Entries drawn from a collection:
-=-=-=-=-

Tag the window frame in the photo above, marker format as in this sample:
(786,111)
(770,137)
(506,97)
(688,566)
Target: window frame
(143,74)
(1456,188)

-=-=-=-=-

Problem description: Output every line of the data above verbatim, keeping each character unchanged.

Result:
Tag the window frame in the photo above, marker format as in this sample:
(786,111)
(770,137)
(506,97)
(688,566)
Target: window frame
(143,74)
(1456,188)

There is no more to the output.